Data records>

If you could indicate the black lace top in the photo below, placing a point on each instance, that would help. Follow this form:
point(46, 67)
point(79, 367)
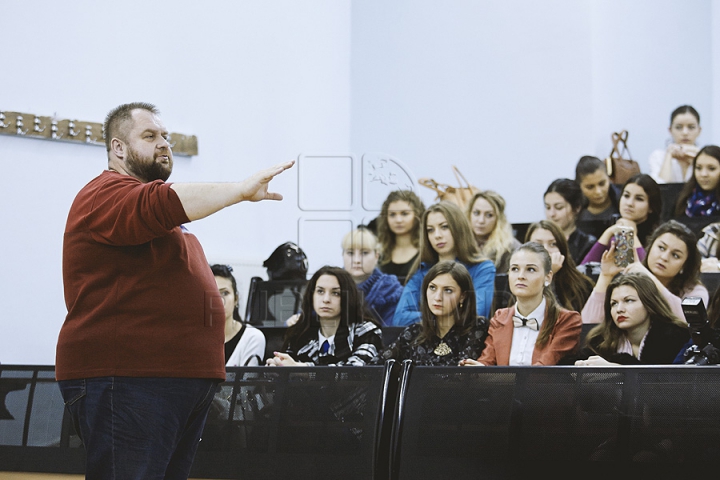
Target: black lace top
point(462, 347)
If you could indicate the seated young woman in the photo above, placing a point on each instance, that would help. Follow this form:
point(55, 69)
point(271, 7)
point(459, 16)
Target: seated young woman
point(700, 196)
point(600, 199)
point(244, 344)
point(450, 329)
point(672, 263)
point(493, 233)
point(398, 229)
point(381, 291)
point(708, 247)
point(563, 202)
point(673, 164)
point(536, 330)
point(334, 328)
point(640, 208)
point(571, 287)
point(446, 236)
point(638, 327)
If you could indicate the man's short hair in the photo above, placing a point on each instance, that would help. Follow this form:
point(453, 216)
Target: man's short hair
point(116, 122)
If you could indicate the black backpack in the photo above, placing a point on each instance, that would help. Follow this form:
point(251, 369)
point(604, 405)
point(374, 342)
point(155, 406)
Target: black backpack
point(287, 262)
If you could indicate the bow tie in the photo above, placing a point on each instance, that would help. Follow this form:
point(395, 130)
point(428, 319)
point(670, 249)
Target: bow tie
point(531, 323)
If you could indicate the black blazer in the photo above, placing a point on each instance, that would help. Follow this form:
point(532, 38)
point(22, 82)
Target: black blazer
point(662, 344)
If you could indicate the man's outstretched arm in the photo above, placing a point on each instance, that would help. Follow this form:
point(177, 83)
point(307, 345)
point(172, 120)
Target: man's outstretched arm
point(202, 199)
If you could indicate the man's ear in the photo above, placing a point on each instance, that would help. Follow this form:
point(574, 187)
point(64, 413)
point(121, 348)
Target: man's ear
point(117, 146)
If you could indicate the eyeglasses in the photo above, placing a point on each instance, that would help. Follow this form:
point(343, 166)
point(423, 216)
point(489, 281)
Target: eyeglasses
point(223, 269)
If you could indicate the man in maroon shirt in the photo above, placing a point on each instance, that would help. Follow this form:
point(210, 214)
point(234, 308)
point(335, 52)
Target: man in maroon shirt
point(141, 349)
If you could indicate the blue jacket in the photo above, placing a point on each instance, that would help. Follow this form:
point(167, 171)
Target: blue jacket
point(408, 309)
point(382, 293)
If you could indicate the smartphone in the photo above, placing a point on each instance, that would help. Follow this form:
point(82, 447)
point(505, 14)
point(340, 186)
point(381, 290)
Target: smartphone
point(624, 241)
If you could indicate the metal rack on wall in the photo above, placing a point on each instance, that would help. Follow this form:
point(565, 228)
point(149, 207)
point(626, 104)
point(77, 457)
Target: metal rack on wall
point(30, 125)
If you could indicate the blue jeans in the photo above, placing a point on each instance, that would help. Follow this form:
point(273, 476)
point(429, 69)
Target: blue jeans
point(138, 428)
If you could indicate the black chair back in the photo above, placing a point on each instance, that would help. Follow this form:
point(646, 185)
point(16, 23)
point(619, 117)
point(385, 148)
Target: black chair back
point(270, 303)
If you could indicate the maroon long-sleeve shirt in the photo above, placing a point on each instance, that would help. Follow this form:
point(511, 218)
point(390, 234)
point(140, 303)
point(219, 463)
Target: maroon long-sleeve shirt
point(141, 298)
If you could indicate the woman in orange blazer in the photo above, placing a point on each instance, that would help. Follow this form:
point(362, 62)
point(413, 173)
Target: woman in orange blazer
point(536, 330)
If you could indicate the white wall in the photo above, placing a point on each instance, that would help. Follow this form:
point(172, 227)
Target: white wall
point(512, 92)
point(258, 82)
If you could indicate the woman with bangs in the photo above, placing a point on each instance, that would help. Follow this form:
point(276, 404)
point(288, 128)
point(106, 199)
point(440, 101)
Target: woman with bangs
point(571, 287)
point(450, 329)
point(638, 327)
point(672, 263)
point(398, 230)
point(673, 164)
point(563, 202)
point(700, 195)
point(334, 327)
point(493, 233)
point(640, 208)
point(446, 237)
point(600, 198)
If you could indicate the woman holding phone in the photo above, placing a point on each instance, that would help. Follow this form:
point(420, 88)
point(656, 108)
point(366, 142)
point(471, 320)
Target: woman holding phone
point(640, 208)
point(672, 263)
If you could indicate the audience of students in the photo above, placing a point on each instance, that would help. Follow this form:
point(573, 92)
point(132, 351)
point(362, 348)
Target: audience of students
point(361, 251)
point(640, 208)
point(701, 193)
point(450, 329)
point(493, 233)
point(563, 202)
point(600, 199)
point(638, 327)
point(244, 344)
point(708, 247)
point(536, 330)
point(673, 164)
point(463, 251)
point(334, 327)
point(446, 236)
point(571, 287)
point(398, 229)
point(672, 263)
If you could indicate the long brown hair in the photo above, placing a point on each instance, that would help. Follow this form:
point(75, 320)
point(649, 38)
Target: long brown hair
point(501, 238)
point(689, 275)
point(352, 311)
point(710, 150)
point(465, 312)
point(385, 235)
point(655, 304)
point(571, 287)
point(466, 249)
point(552, 308)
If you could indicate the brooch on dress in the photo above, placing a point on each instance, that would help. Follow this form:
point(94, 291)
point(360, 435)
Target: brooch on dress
point(442, 349)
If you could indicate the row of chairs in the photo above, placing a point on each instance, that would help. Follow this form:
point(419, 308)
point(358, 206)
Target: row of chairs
point(402, 422)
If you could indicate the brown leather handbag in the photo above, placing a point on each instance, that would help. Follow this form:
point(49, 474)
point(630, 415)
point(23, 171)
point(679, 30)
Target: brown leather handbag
point(460, 195)
point(620, 168)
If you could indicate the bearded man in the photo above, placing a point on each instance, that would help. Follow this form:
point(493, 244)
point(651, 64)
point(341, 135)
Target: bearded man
point(140, 353)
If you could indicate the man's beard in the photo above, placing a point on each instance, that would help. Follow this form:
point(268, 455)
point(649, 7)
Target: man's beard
point(147, 169)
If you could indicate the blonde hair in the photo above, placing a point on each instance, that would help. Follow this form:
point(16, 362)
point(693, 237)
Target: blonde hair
point(466, 250)
point(501, 238)
point(385, 235)
point(360, 238)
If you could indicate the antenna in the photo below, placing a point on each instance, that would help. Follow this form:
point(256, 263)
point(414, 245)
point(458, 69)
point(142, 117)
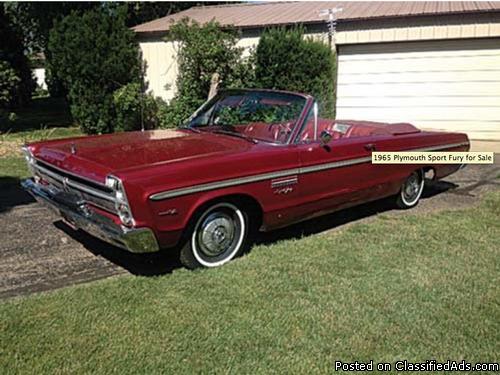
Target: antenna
point(332, 22)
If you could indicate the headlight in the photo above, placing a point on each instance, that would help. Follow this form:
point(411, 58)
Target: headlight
point(121, 203)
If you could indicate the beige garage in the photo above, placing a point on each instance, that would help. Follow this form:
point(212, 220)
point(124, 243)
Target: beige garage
point(436, 64)
point(451, 85)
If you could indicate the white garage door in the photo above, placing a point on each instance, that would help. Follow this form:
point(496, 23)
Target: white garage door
point(444, 85)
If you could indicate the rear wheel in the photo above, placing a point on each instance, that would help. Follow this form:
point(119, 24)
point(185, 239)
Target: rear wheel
point(219, 235)
point(411, 190)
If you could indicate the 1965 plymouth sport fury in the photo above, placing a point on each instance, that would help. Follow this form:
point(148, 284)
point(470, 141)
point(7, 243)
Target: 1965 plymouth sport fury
point(247, 160)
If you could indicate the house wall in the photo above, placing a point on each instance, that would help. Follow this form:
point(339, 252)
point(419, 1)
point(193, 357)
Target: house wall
point(160, 56)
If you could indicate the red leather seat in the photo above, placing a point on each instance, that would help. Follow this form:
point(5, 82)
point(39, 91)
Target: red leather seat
point(323, 124)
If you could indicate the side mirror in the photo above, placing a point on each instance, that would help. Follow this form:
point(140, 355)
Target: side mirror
point(325, 137)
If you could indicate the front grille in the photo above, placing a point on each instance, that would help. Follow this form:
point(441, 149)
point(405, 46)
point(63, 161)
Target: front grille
point(91, 192)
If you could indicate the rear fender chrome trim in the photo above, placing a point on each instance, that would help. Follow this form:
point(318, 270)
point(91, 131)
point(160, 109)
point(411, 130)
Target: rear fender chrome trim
point(283, 173)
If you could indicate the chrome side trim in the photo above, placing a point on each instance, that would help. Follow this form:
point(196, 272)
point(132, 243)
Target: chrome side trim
point(221, 184)
point(436, 148)
point(75, 185)
point(284, 182)
point(336, 164)
point(70, 173)
point(284, 173)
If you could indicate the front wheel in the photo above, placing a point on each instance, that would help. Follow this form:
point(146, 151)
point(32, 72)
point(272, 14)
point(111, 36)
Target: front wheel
point(218, 236)
point(411, 190)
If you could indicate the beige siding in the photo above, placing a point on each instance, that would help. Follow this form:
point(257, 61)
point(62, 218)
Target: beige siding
point(446, 85)
point(422, 28)
point(161, 67)
point(161, 64)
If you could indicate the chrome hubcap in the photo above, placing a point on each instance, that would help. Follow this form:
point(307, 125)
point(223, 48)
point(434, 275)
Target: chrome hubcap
point(411, 189)
point(216, 234)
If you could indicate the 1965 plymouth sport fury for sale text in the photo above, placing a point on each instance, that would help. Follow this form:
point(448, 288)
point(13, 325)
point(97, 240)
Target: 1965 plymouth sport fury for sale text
point(247, 160)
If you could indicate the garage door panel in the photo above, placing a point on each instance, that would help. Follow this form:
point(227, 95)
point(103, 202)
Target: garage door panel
point(431, 113)
point(419, 89)
point(449, 102)
point(447, 85)
point(401, 49)
point(419, 65)
point(422, 76)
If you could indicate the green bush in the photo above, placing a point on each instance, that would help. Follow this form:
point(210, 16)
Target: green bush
point(135, 109)
point(94, 54)
point(9, 81)
point(16, 79)
point(203, 51)
point(285, 60)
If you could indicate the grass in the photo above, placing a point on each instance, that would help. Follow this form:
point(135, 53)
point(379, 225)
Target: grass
point(44, 119)
point(41, 113)
point(406, 287)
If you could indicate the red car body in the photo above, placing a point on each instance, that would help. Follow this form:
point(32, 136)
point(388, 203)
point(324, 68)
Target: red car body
point(169, 174)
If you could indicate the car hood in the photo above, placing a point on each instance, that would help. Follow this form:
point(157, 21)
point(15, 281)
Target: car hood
point(96, 156)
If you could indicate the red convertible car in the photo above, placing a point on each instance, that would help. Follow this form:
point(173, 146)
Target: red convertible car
point(247, 160)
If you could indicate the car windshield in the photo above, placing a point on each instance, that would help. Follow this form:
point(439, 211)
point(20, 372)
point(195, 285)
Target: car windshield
point(256, 115)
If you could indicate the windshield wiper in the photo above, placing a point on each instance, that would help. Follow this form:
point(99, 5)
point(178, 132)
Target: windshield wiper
point(227, 132)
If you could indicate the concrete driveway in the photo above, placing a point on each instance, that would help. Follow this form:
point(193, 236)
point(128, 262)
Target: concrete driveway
point(39, 253)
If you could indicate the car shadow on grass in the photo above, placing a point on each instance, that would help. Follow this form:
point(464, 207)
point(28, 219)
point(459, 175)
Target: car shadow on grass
point(166, 261)
point(154, 264)
point(12, 194)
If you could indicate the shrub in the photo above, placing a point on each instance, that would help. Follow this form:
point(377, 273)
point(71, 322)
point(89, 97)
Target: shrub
point(135, 109)
point(16, 78)
point(9, 81)
point(94, 54)
point(285, 60)
point(203, 51)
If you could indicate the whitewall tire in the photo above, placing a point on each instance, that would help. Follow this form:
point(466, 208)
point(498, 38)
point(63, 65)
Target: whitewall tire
point(411, 190)
point(219, 235)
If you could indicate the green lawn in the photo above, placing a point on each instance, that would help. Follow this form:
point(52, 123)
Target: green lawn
point(41, 113)
point(406, 287)
point(44, 119)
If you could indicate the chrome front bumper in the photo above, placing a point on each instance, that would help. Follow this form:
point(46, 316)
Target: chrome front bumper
point(77, 214)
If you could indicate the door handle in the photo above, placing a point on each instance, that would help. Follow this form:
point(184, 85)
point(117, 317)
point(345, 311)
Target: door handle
point(370, 147)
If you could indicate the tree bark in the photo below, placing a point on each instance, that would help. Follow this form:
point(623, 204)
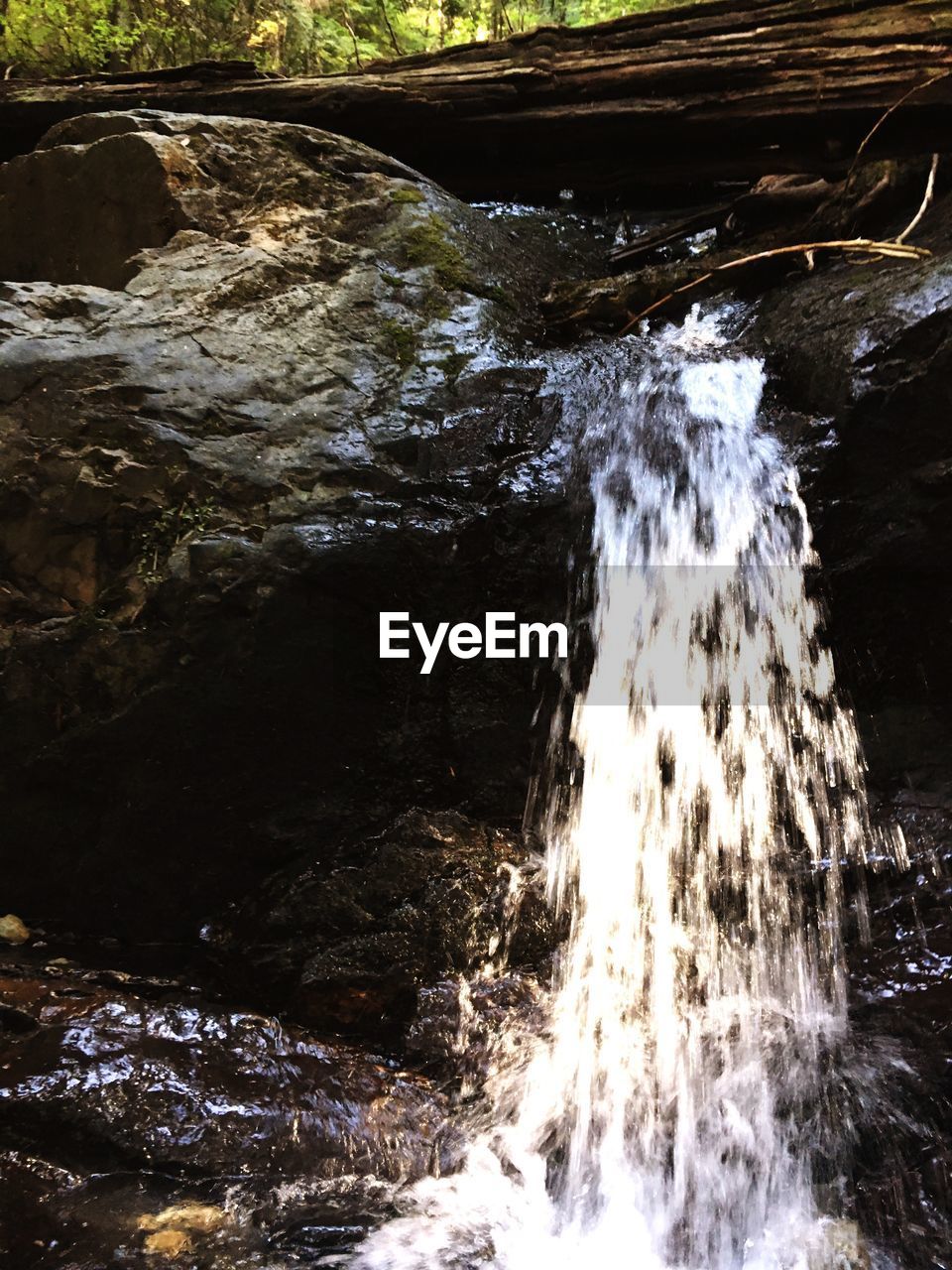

What is being asked>
Check all the records above and select each line where the string "below" is found.

Exercise answer>
If you could indicate the black lace top in the photo below, placing a point on each instance, that would help. Follow this form:
If you could indicate the antenna in the photo below, placing a point on each instance, that would help. Follow this form:
If you could indicate the tree bark in the photo below, placing a point on each instance, that would help. Follow this form:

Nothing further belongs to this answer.